*** RECORDS Section Begins ***
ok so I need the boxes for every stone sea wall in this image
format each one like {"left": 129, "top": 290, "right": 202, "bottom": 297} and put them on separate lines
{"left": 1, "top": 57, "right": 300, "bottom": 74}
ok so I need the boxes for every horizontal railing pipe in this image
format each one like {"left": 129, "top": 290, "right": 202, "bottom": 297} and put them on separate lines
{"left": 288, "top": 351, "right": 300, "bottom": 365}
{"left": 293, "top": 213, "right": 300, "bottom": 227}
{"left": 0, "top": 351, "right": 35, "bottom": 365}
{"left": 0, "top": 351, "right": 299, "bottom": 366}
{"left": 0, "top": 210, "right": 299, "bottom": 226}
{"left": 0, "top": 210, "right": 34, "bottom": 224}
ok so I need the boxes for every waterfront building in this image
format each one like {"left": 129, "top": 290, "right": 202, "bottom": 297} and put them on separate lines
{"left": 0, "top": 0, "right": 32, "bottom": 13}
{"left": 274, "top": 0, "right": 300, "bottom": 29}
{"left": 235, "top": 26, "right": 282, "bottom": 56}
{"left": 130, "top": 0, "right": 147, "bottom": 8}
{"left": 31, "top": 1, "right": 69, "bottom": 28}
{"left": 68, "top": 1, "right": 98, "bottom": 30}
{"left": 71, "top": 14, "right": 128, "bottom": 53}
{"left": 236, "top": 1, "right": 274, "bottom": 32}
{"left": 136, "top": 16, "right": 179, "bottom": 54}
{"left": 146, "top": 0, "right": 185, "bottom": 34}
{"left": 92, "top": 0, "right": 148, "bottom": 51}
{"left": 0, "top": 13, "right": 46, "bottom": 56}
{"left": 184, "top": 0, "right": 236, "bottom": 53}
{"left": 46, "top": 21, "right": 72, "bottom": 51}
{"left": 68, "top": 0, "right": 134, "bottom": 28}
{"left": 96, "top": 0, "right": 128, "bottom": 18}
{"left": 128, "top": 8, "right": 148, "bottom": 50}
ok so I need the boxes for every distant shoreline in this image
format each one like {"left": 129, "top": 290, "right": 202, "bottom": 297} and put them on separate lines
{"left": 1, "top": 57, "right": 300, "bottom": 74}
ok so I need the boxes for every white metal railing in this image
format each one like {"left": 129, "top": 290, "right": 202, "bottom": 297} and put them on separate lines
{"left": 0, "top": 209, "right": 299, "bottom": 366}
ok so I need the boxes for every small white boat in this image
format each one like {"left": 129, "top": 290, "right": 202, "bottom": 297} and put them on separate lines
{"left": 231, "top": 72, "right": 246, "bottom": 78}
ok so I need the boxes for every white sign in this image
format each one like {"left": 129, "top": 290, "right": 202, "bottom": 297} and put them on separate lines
*** RECORDS Section Ends ***
▸ **WORK REQUEST**
Exact duplication is required for the lines above, from the line that contains "ok so I need the boxes for every distant" to the line that contains "ok so I need the boxes for every white metal", inclusive; omit all others.

▸ **EXERCISE OUTPUT**
ok so I need the boxes for every distant shoreline in this image
format each one like {"left": 129, "top": 290, "right": 202, "bottom": 297} and put them on separate lines
{"left": 1, "top": 57, "right": 300, "bottom": 74}
ok so I need the boxes for every white metal railing in this image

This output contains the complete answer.